_Your instructions_: Give back the data in full, with every line exact.

Extracted data entries:
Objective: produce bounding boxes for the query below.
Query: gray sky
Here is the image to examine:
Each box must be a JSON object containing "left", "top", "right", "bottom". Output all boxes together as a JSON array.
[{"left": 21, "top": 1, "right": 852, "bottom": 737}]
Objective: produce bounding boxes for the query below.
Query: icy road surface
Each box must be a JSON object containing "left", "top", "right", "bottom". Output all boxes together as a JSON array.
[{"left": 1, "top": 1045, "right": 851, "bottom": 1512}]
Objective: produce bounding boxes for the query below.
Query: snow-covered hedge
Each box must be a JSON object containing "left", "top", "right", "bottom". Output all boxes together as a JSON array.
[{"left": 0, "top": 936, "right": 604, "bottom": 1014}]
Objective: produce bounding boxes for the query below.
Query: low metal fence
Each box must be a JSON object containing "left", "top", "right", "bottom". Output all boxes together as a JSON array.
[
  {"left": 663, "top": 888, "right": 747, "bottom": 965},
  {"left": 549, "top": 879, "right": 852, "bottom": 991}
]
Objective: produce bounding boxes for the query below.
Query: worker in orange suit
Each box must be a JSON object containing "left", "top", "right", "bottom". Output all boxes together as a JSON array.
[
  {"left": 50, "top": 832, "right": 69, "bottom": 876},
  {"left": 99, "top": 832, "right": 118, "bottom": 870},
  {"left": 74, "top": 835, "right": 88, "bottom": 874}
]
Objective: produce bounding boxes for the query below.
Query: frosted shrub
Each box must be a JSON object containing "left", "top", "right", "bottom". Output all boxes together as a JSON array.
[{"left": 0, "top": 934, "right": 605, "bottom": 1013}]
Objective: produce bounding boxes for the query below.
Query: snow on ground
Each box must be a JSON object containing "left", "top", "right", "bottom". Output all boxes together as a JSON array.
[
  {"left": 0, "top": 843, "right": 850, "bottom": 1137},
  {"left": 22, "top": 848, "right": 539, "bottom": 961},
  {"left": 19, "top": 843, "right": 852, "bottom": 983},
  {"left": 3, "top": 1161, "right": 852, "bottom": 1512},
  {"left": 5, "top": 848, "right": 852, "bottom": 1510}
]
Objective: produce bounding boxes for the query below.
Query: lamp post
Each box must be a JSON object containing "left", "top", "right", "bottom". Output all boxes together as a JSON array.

_Answer to the exercise_:
Objective: produce bounding boxes for the query below.
Query: gray sky
Here is the image to examine:
Each box must be a JSON object containing "left", "top", "right", "bottom". Output all boxes together as a JSON array.
[{"left": 21, "top": 1, "right": 852, "bottom": 737}]
Objective: produce bounding boxes for the query below.
Query: icy road surface
Each box must be a JSON object containing "left", "top", "right", "bottom". Output all boxes together as a JSON array.
[{"left": 1, "top": 1045, "right": 851, "bottom": 1512}]
Objective: produce bounding boxes for the query below.
Query: snow-covered hedge
Each box must be a JSON object containing "left", "top", "right", "bottom". Output all boxes together as a JSON array.
[{"left": 0, "top": 936, "right": 604, "bottom": 1014}]
Objective: produce bounding boxes for the query below.
Query: low metal fence
Each box must be a JSON object containing "left", "top", "right", "bottom". Output all boxes together as a JSON array.
[
  {"left": 663, "top": 888, "right": 747, "bottom": 965},
  {"left": 549, "top": 879, "right": 852, "bottom": 991}
]
Objective: produce bounding boxes for the query below.
Query: worker in orange suit
Each box must be a JSON object containing "left", "top", "right", "bottom". Output all boxes together as a JSON array.
[
  {"left": 50, "top": 832, "right": 69, "bottom": 876},
  {"left": 99, "top": 832, "right": 118, "bottom": 870},
  {"left": 74, "top": 835, "right": 88, "bottom": 874}
]
Objective: produce bounding boxes for the query below.
Query: frosted shrub
Each box must be a JSON object containing "left", "top", "right", "bottom". Output all boxes together as a JSON array.
[{"left": 0, "top": 934, "right": 605, "bottom": 1013}]
Objective: produce bounding boxes for the query below.
Query: snow on ground
Each box must be a JSON object containing "left", "top", "right", "bottom". Output all boxes together as a JSON array.
[
  {"left": 0, "top": 843, "right": 850, "bottom": 1137},
  {"left": 22, "top": 848, "right": 539, "bottom": 961},
  {"left": 19, "top": 843, "right": 852, "bottom": 983},
  {"left": 3, "top": 1161, "right": 852, "bottom": 1512},
  {"left": 5, "top": 848, "right": 852, "bottom": 1510}
]
Objective: produce bounding boxes for the query below.
Query: lamp post
Each box must be a JSON object containing "left", "top", "right", "bottom". Output all boxes together as a JSON array.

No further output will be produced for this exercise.